WHAT TO PRODUCE: Locate all lines below that contain the word "every", and copy each of them in full.

╭──

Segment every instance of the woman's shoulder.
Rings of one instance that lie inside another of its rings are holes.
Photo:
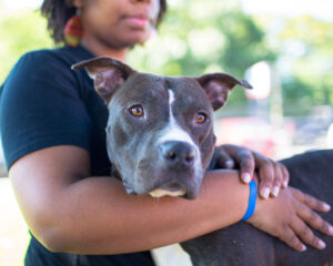
[[[93,55],[82,47],[40,49],[23,54],[18,61],[18,64],[28,66],[31,64],[34,68],[42,66],[42,69],[64,66],[70,70],[68,66],[92,57]]]

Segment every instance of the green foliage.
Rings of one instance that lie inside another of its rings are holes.
[[[1,10],[0,10],[1,11]],[[52,47],[39,11],[0,16],[0,83],[26,52]]]
[[[276,63],[284,108],[333,103],[333,22],[309,16],[253,17],[240,0],[169,0],[159,38],[135,47],[134,68],[167,75],[228,72],[243,78],[259,61]],[[23,53],[53,47],[38,11],[3,14],[0,7],[0,83]],[[236,89],[228,108],[245,102]],[[224,110],[225,112],[225,110]],[[304,111],[305,112],[305,111]]]
[[[301,50],[291,62],[292,73],[303,85],[285,90],[290,100],[303,98],[311,100],[312,105],[333,104],[333,22],[315,20],[309,16],[291,19],[281,33],[284,43],[301,43]]]
[[[134,49],[132,64],[169,75],[223,71],[243,78],[251,64],[275,59],[264,32],[238,0],[170,1],[159,40],[148,45]],[[238,89],[232,98],[233,103],[244,101],[244,93]]]

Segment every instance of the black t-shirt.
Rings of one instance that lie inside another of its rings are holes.
[[[40,50],[27,53],[14,65],[1,88],[0,99],[0,130],[8,168],[28,153],[54,145],[75,145],[89,151],[92,176],[110,174],[104,131],[108,109],[85,71],[70,69],[92,57],[82,47]],[[51,253],[32,236],[26,265],[153,263],[149,252],[109,256]]]

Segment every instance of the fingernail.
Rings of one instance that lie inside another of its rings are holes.
[[[333,226],[332,225],[330,225],[330,227],[329,227],[329,234],[333,235]]]
[[[280,191],[279,186],[274,186],[272,194],[276,197],[279,195],[279,191]]]
[[[323,204],[323,207],[324,207],[324,209],[326,209],[326,211],[330,211],[330,209],[331,209],[331,206],[330,206],[327,203],[324,203],[324,204]]]
[[[233,167],[233,161],[232,160],[228,160],[228,161],[225,161],[225,167],[226,168],[232,168]]]
[[[319,241],[317,245],[319,245],[320,249],[323,249],[323,248],[326,247],[326,244],[323,241],[321,241],[321,239]]]
[[[261,192],[260,192],[261,196],[263,198],[269,198],[269,195],[270,195],[270,188],[269,187],[265,187],[263,188]]]
[[[242,180],[243,180],[243,182],[245,182],[245,183],[250,183],[250,181],[251,181],[251,175],[250,175],[249,173],[243,173],[243,174],[242,174]]]

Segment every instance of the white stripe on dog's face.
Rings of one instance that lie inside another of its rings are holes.
[[[194,146],[198,155],[199,149],[192,141],[191,136],[188,132],[185,132],[181,126],[178,125],[176,120],[172,113],[172,104],[174,102],[174,93],[169,90],[169,124],[165,126],[162,136],[159,140],[159,143],[163,143],[165,141],[180,141],[186,142],[190,145]]]

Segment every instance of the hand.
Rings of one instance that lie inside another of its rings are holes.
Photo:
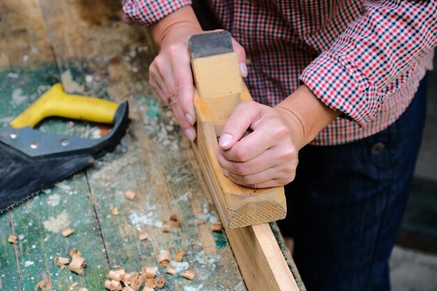
[[[254,101],[240,103],[218,141],[216,156],[223,174],[251,188],[290,183],[295,179],[298,151],[340,113],[305,85],[274,108]],[[242,138],[248,128],[253,131]]]
[[[195,138],[195,114],[188,40],[193,34],[205,32],[198,24],[191,7],[187,6],[152,27],[151,33],[161,50],[149,67],[149,83],[172,109],[184,133],[193,141]],[[233,38],[232,46],[240,62],[242,75],[246,77],[244,50]]]
[[[217,159],[225,176],[251,188],[286,185],[295,179],[300,133],[284,113],[254,101],[240,103],[225,125]],[[240,140],[250,127],[253,131]]]

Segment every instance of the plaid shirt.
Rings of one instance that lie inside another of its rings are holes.
[[[151,24],[190,0],[124,0],[124,20]],[[334,145],[386,128],[432,68],[436,1],[218,1],[214,10],[244,47],[246,82],[274,106],[301,82],[343,112],[313,140]]]

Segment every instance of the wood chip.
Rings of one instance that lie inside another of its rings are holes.
[[[211,229],[213,232],[221,232],[223,229],[221,223],[211,223]]]
[[[112,214],[114,216],[119,215],[120,213],[119,212],[119,209],[117,207],[112,207],[111,208],[111,214]]]
[[[41,280],[35,285],[34,289],[35,291],[38,291],[40,289],[42,291],[48,291],[52,288],[52,283],[48,280]]]
[[[168,221],[163,221],[163,226],[161,227],[163,232],[170,232],[170,225],[168,224]]]
[[[157,277],[155,279],[155,283],[156,283],[156,288],[162,288],[165,285],[165,279],[164,277]]]
[[[185,251],[178,251],[176,252],[176,255],[175,256],[175,262],[180,262],[184,258],[184,255],[185,254]]]
[[[138,239],[140,239],[140,241],[145,241],[146,239],[147,239],[147,237],[149,237],[149,236],[147,235],[146,232],[138,232]]]
[[[65,237],[67,237],[68,236],[73,234],[73,233],[74,232],[74,230],[72,230],[71,228],[66,227],[64,227],[63,229],[61,230],[61,233],[62,234],[62,235],[64,235]]]
[[[186,278],[188,280],[193,280],[195,276],[195,271],[193,269],[186,270],[183,273],[181,273],[181,276]]]
[[[123,275],[114,271],[110,270],[110,272],[108,274],[107,277],[110,279],[119,282],[123,278]]]
[[[165,267],[170,264],[170,251],[168,250],[162,250],[158,257],[158,262],[161,267]]]
[[[17,236],[16,235],[10,235],[8,239],[8,241],[10,244],[17,244]]]
[[[73,284],[71,284],[70,285],[70,287],[68,288],[69,290],[72,290],[74,289],[75,287],[76,287],[77,285],[79,285],[79,283],[77,282],[75,282]]]
[[[126,191],[126,193],[124,193],[124,197],[131,201],[134,201],[137,198],[137,193],[131,191]]]
[[[146,267],[142,269],[142,273],[146,278],[155,278],[156,274],[156,268],[154,267]]]
[[[64,257],[54,257],[53,262],[54,264],[59,266],[61,269],[64,269],[64,268],[65,268],[65,265],[70,263],[70,259]]]
[[[177,227],[181,225],[181,221],[177,217],[177,215],[172,214],[170,216],[170,224],[173,227]]]

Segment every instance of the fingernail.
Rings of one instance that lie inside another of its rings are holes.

╰──

IN RESPONSE:
Segment every instance of the woman's shoulder.
Segment every instance of the green foliage.
Segment every instance of the black t-shirt.
Segment every instance of the fingernail.
Segment every instance of the white stripe on dog's face.
Segment every instance of the hand.
Segment every instance of the plaid shirt.
Segment every instance of the wood chip.
Segment every instance of the fingernail.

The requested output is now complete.